The task
Please convert the whole listing below into a JSON list of strings, with one string per line, blank lines skipped and the pictures left out.
+---+
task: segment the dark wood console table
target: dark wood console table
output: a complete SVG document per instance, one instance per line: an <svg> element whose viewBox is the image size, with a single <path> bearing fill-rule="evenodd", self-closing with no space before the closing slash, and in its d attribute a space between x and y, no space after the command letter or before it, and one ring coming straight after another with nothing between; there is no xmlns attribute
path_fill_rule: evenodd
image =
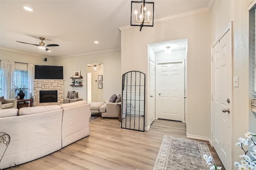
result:
<svg viewBox="0 0 256 170"><path fill-rule="evenodd" d="M22 100L17 100L17 104L18 104L21 102L23 102L24 103L26 101L29 102L30 107L32 106L32 100L30 99L22 99Z"/></svg>

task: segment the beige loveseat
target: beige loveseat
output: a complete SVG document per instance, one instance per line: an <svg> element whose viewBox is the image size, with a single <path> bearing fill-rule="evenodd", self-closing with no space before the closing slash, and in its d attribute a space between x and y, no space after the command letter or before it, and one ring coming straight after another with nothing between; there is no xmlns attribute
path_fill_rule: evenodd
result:
<svg viewBox="0 0 256 170"><path fill-rule="evenodd" d="M17 99L4 99L6 102L2 104L0 101L0 109L16 109L17 108Z"/></svg>
<svg viewBox="0 0 256 170"><path fill-rule="evenodd" d="M0 110L0 129L11 138L0 168L40 158L89 135L90 105L80 101L23 107L18 113L17 109ZM5 149L1 145L1 156Z"/></svg>

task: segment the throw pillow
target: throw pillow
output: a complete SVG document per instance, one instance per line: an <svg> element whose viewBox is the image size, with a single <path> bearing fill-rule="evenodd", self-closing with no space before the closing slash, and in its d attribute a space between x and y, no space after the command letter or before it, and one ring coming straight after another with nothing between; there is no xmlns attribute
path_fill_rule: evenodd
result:
<svg viewBox="0 0 256 170"><path fill-rule="evenodd" d="M121 94L119 94L116 100L116 103L119 103L121 102Z"/></svg>
<svg viewBox="0 0 256 170"><path fill-rule="evenodd" d="M109 102L114 103L115 102L116 102L116 100L117 98L117 96L116 96L116 94L113 94L110 97L110 98L109 99Z"/></svg>
<svg viewBox="0 0 256 170"><path fill-rule="evenodd" d="M70 99L76 99L77 98L78 92L70 92L69 93L69 97L68 98Z"/></svg>
<svg viewBox="0 0 256 170"><path fill-rule="evenodd" d="M2 104L6 104L7 103L4 100L4 96L2 96L0 97L0 101L2 102Z"/></svg>

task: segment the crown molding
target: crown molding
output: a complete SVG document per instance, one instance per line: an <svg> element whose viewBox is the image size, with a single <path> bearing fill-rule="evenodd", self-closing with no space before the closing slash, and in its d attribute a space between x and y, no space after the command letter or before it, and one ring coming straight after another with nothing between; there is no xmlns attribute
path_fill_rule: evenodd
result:
<svg viewBox="0 0 256 170"><path fill-rule="evenodd" d="M43 57L51 57L47 56L46 56L46 55L38 55L34 54L34 53L26 53L26 52L23 52L23 51L18 51L18 50L15 50L12 49L7 49L7 48L3 48L3 47L0 47L0 49L3 50L6 50L6 51L9 51L14 52L15 53L22 53L22 54L26 54L26 55L32 55L32 56L33 56Z"/></svg>
<svg viewBox="0 0 256 170"><path fill-rule="evenodd" d="M90 52L90 53L81 53L81 54L75 54L75 55L66 55L66 56L65 56L56 57L54 57L54 59L59 59L59 58L61 58L72 57L74 57L81 56L82 56L82 55L91 55L91 54L98 54L98 53L107 53L107 52L112 52L112 51L121 51L121 49L109 49L109 50L103 50L103 51L94 51L94 52Z"/></svg>
<svg viewBox="0 0 256 170"><path fill-rule="evenodd" d="M201 8L197 9L196 10L192 10L191 11L188 11L179 14L176 14L171 16L167 16L166 17L162 17L154 20L154 23L164 22L172 20L181 18L189 16L192 16L204 13L205 12L209 12L210 11L211 9L212 9L214 2L214 0L209 0L207 7L202 8ZM130 25L127 25L118 27L118 29L120 31L123 31L126 29L135 28L136 27L137 27L130 26Z"/></svg>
+---+
Finished task
[
  "task: segment the dark wood console table",
  "target: dark wood console table",
  "output: a complete SVG document per instance, one instance per line: an <svg> element whose viewBox is the image size, with a single <path> bearing fill-rule=\"evenodd\", self-closing with no space before the closing slash, and in its d attribute a space between x and y, no space after the command letter or before it, and one ring coming straight after another with nothing between; there is no xmlns attribute",
  "path_fill_rule: evenodd",
  "image =",
  "result:",
  "<svg viewBox=\"0 0 256 170\"><path fill-rule=\"evenodd\" d=\"M22 100L17 100L17 104L18 104L21 102L23 102L24 103L26 101L29 102L30 107L32 106L32 100L30 99L22 99Z\"/></svg>",
  "task: segment the beige loveseat",
  "target: beige loveseat",
  "output: a complete SVG document per instance, one instance per line: an <svg> element whose viewBox is the image size, with a single <path> bearing fill-rule=\"evenodd\", self-closing with no space before the closing slash, and in its d attribute a space between x and y, no space after the command letter or before it, and one ring coming straight after another with nothing between; there is no xmlns attribute",
  "path_fill_rule: evenodd",
  "result:",
  "<svg viewBox=\"0 0 256 170\"><path fill-rule=\"evenodd\" d=\"M17 99L4 99L6 102L2 104L0 101L0 109L16 109L17 108Z\"/></svg>",
  "<svg viewBox=\"0 0 256 170\"><path fill-rule=\"evenodd\" d=\"M0 110L0 129L11 138L0 168L40 158L89 135L90 105L80 101L23 107L18 113L17 109ZM5 149L1 145L1 156Z\"/></svg>",
  "task: segment the throw pillow",
  "target: throw pillow",
  "output: a complete SVG document per instance, one instance per line: an <svg> element whose viewBox is the image size, with a single <path> bearing fill-rule=\"evenodd\", self-closing with no space before the closing slash, and in its d attribute a space between x and y, no space after the command letter or before it, and one ring coming straight after another with nothing between; there is no xmlns attribute",
  "path_fill_rule: evenodd",
  "result:",
  "<svg viewBox=\"0 0 256 170\"><path fill-rule=\"evenodd\" d=\"M121 94L119 94L116 100L116 103L119 103L121 102Z\"/></svg>",
  "<svg viewBox=\"0 0 256 170\"><path fill-rule=\"evenodd\" d=\"M109 102L114 103L115 102L116 102L116 100L117 98L117 96L116 96L116 94L113 94L110 97L110 98L109 99Z\"/></svg>",
  "<svg viewBox=\"0 0 256 170\"><path fill-rule=\"evenodd\" d=\"M70 99L76 99L77 98L78 92L70 92L69 93L69 97L68 98Z\"/></svg>",
  "<svg viewBox=\"0 0 256 170\"><path fill-rule=\"evenodd\" d=\"M2 104L6 104L7 103L4 100L4 96L2 96L0 97L0 101L2 102Z\"/></svg>",
  "task: segment the crown molding",
  "target: crown molding",
  "output: a complete SVG document per instance, one instance per line: an <svg> element whose viewBox is the image size, with a single <path> bearing fill-rule=\"evenodd\", self-closing with no space before the closing slash, and in its d attribute a space between x and y, no space after the command letter or before it, and one ring coming straight after another with nothing between; there is no xmlns attribute",
  "path_fill_rule: evenodd",
  "result:",
  "<svg viewBox=\"0 0 256 170\"><path fill-rule=\"evenodd\" d=\"M43 57L51 57L47 56L46 56L46 55L38 55L34 54L34 53L26 53L26 52L23 52L23 51L18 51L18 50L15 50L12 49L7 49L7 48L3 48L3 47L0 47L0 49L3 50L6 50L6 51L9 51L14 52L15 53L22 53L22 54L26 54L26 55L32 55L32 56L33 56Z\"/></svg>",
  "<svg viewBox=\"0 0 256 170\"><path fill-rule=\"evenodd\" d=\"M90 52L90 53L81 53L81 54L75 54L75 55L66 55L66 56L65 56L56 57L54 57L54 59L59 59L59 58L61 58L72 57L74 57L81 56L82 56L82 55L91 55L91 54L98 54L98 53L107 53L107 52L112 52L112 51L121 51L121 49L109 49L109 50L103 50L103 51L94 51L94 52Z\"/></svg>",
  "<svg viewBox=\"0 0 256 170\"><path fill-rule=\"evenodd\" d=\"M201 8L197 9L196 10L192 10L191 11L188 11L179 14L176 14L171 16L167 16L166 17L162 17L154 20L154 23L164 22L172 20L181 18L189 16L192 16L204 13L205 12L209 12L210 11L211 9L212 9L214 2L214 0L209 0L207 7L202 8ZM130 25L127 25L118 27L118 29L120 31L123 31L126 29L135 28L136 27L137 27L130 26Z\"/></svg>"
]